Geldzaken ( Geschiedenis )
2. Het kaartengeld, 1761-1828
Het nieuwe betaalmiddel was een soort
muntpapier, het later beruchte
kaartengeld. Het werd vervaardigd van
papier en in de loop der jaren is het
uiterlijk ervan, bepaald door stempel
met zegelof wapen en de
handtekening, vaak veranderd. Het
werd uitgegeven in coupures van f 1 ,-,
f 2,50 en f 10,-, later ook in stukken
van f 0,50, f 5,- en f 100,-. Op de
weinige bewaarde stukken vindt men
lang niet altijd de waarde-aanduiding.
De wettelijke koers van dit geld was
f 3,- surinaams courant per f 2,50
Nederlands. Dat betekende evenals
voorheen een opgeld van 20% voor
nederlands courant.
Het opvallendste was het soort
muntpapier dat is gemaakt van
speelkaarten en waarop klavers, ruiten,
heren en boeren prijkten. Misschien
vond het Gouvernement de
verschillende kaartsymbolen een
hulpmiddel voor het herkennen der
verschillende coupures door het
ongeletterde publiek. Zekerheid
hierover bestaat niet.
Ook de geschiedenis van het
kaartengeld is namelijk onvolledig
bekend en de mededelingen hierover
in geschiedwerken over Suriname zijn
vaak onnauwkeurig. Men weet niet
eens precies, hoeveel van dit
papiergeld in omloop is gebracht. Het
bedrag moet tussen de vijf en tien
miljoen gulden liggen.
De eerste uitgifte van kaartengeld in
coupures van f 10.- was gedekt door
goede wisselbrieven. Bij vertrek uit de
kolonie kon men bij het Bestuur dit
geld inruilen voor wissels op
Nederland. In 1761 begon echter de
ongedekte uitgifte van kaartengeld
door het Bestuur. De nederlandse
Directie der Sociëteit van Suriname
heeft het gevaar van te grote uitgifte
van dit gemakkelijk te vervaardigen
papieren staatsgeld ingezien en
getracht hieraan paal en perk te
stellen.
Maar zij moest hiervan weldra afzien
wegens de snel toenemende
geldbehoefte van het koloniale
Bestuur, in de eerste plaats door het
groeiende gevaar van de zijde der
Marrons, tegen wie expedities
uitgerust moesten worden. In de
tweede plaats door de verstrekking van
hypothekair landbouwkrediet door het
Bestuur aan de planters met het doel
de plantages op de been te houden.

§ **Wat wordt gevraagd**
Geef het deel van de tekst over het kaartengeld van "2. Het kaartengeld, 1761-1828" tot "altijd de waarde-aanduiding." opnieuw weer en wissel daarbij "muntpapier" in voor "papiergeld". De vermeldingen spelen hierbij geen enkele rol.

[Vermeldingen voor aanwijzen en benoemen]

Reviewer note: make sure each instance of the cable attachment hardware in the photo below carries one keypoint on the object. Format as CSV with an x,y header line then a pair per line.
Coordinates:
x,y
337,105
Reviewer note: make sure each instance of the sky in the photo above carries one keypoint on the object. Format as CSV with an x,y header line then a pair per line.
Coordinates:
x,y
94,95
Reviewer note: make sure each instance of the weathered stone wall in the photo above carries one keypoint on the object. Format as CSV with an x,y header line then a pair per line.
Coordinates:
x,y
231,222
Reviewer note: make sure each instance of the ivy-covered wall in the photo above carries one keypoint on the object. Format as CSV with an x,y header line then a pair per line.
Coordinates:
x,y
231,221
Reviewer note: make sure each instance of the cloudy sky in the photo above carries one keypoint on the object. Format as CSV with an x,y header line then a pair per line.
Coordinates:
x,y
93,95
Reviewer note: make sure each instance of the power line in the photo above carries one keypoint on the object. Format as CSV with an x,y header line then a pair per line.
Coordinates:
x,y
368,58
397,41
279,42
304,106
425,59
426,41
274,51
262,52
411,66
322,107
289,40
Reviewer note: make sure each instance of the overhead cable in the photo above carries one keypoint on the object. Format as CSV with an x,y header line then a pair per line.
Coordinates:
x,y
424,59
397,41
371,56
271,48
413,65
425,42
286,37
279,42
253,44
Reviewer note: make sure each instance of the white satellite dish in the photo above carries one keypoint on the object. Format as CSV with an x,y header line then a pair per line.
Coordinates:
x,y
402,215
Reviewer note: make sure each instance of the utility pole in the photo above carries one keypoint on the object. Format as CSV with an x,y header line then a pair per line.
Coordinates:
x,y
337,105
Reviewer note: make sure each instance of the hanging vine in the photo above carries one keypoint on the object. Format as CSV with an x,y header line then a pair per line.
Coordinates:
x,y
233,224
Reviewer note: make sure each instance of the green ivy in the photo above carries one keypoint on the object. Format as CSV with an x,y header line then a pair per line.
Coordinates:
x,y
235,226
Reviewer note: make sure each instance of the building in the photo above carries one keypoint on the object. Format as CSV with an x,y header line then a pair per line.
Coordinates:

§ **Resultaat**
2. Het kaartengeld, 1761-1828
Het nieuwe betaalmiddel was een soort
papiergeld, het later beruchte
kaartengeld. Het werd vervaardigd van
papier en in de loop der jaren is het
uiterlijk ervan, bepaald door stempel
met zegelof wapen en de
handtekening, vaak veranderd. Het
werd uitgegeven in coupures van f 1 ,-,
f 2,50 en f 10,-, later ook in stukken
van f 0,50, f 5,- en f 100,-. Op de
weinige bewaarde stukken vindt men
lang niet altijd de waarde-aanduiding.